- _Selection_:
In 1836, Charles Dickens, aged 24, married
Catherine Hogarth. It was a rare venture for him into the south-west of the
city – though Chelsea was effectively a village suburb in those days – as
Dickens was resolutely a north London man, his "manor" running from
Somers Town and Camden south to the City, down to the Strand and Waterloo
bridge, taking in Marylebone and Covent Garden. In later life, the northern
edge of Hyde Park was about as far west as he would venture and once, when he
rented a house on the south side of the park in Knightsbridge, he felt
decidedly uncomfortable. The year 1836 was also significant for another reason:
Dickens not only married but he began to be rich. He was writing for four
publishers and that year earned a bonus of £500 for The Pickwick
Papers. Three years earlier, as a journalist, he had been producing
sketches of urban life for a magazine called The Monthly, unpaid.
Dickens lived well – in his pomp, he calculated that he needed around
£9,000 a year (£630,000) to provide for his extended family and dependents, and
to keep him in the style he was accustomed to. Among one of the last things he
did before he died was carry out an inventory of his extensive cellars at his
big house, Gad's Hill, in Kent, noting entries for sherry, brandy, rum and one
"cask very fine Scotch whisky, 30 gallons". Dickens, in addition, was
a heavy drinker, though probably not an alcoholic.

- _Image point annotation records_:
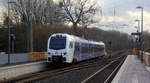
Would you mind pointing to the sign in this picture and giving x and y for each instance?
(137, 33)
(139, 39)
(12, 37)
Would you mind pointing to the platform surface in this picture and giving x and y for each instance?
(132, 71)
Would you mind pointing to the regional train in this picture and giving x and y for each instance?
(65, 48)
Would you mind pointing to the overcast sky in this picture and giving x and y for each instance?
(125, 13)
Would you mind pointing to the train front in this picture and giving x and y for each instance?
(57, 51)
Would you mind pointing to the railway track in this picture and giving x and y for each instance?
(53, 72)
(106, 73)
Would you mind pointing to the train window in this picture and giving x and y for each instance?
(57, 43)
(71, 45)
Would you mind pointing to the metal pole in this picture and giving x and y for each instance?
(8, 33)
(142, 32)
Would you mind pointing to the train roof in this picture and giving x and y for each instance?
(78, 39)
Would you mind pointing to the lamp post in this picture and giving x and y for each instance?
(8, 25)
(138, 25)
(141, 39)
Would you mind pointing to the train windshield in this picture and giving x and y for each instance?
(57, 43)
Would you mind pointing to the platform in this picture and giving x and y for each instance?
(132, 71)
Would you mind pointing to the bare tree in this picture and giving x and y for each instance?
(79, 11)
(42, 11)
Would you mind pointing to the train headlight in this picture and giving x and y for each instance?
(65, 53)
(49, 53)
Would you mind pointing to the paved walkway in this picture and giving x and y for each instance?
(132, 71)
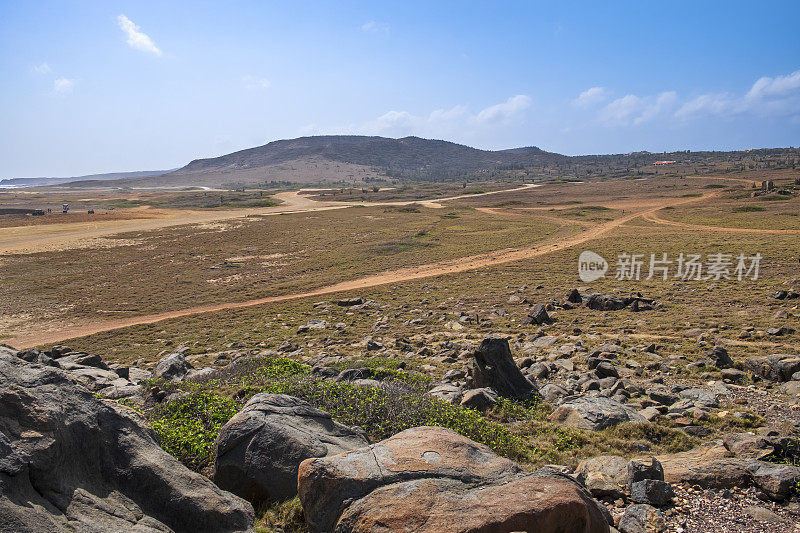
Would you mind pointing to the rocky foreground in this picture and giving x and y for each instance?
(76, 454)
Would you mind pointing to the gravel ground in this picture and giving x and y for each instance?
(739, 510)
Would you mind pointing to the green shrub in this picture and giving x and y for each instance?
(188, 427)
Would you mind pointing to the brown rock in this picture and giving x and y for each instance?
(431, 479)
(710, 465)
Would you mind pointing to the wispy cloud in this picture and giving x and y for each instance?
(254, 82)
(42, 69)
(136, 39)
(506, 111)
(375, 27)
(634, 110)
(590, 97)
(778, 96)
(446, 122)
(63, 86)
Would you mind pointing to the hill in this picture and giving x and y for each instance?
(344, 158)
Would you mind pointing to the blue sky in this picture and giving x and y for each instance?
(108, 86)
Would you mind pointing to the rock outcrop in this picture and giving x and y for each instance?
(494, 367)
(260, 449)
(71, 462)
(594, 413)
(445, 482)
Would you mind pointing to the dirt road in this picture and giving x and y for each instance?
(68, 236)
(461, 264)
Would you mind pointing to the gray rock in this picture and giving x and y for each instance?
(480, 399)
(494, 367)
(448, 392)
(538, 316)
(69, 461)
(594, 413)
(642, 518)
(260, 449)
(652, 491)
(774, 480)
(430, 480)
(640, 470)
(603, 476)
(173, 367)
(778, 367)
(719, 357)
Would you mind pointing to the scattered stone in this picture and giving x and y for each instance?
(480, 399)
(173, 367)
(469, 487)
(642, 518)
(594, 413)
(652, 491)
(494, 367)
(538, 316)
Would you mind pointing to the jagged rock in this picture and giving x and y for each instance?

- _Written task 1_: From the passage on Charles Dickens, copy the part starting with "Dickens lived well" and going on through "not an alcoholic.".
- _Written task 2_:
Answer these questions from the passage on Charles Dickens.
(a) Whom did Dickens marry in 1836?
(b) How large a bonus did he earn for The Pickwick Papers?
(c) What was the name of his big house in Kent?
- _Written task 3_: Write the next part of the passage on Charles Dickens, picking up after its final sentence.

- _Task result 1_:
Dickens lived well – in his pomp, he calculated that he needed around
£9,000 a year (£630,000) to provide for his extended family and dependents, and
to keep him in the style he was accustomed to. Among one of the last things he
did before he died was carry out an inventory of his extensive cellars at his
big house, Gad's Hill, in Kent, noting entries for sherry, brandy, rum and one
"cask very fine Scotch whisky, 30 gallons". Dickens, in addition, was
a heavy drinker, though probably not an alcoholic.

- _Task result 2_:
(a) Catherine Hogarth
(b) £500
(c) Gad's Hill

- _Task result 3_:
That "probably" is key. Leon Edel, biographer of Henry James,
defined a biographer as "a novelist, on oath". It's a valid aphorism
and worth bearing in mind, particularly when dealing with a writer as famous
and as shrouded with legend and anecdote as Dickens. One of the reasons why
it's so intriguing to learn how much money he made is that it strips away some
mythic veils – Dickens was a great artist, but he was also a very human being.
Tomalin's biography – always scrupulous about what we can know, what we can
deduce and what is mere speculation – paints a portrait of a complex and
exacting man. He was at once vivacious and charming, charismatic and altruistic
and possessed of superabundant energies – "Dickens kept going,"
Tomalin notes, "by taking on too much" (for example, in 1838 he was
writing Oliver Twist and Nicholas Nicklebysimultaneously). But he was also, equally – to an
almost schizoid degree – tormented, imperious, vindictive and implacable, once
wronged.
These matters are particularly focused when it comes to the story of
Dickens's marriage and his long affair with the young actress Nelly Ternan.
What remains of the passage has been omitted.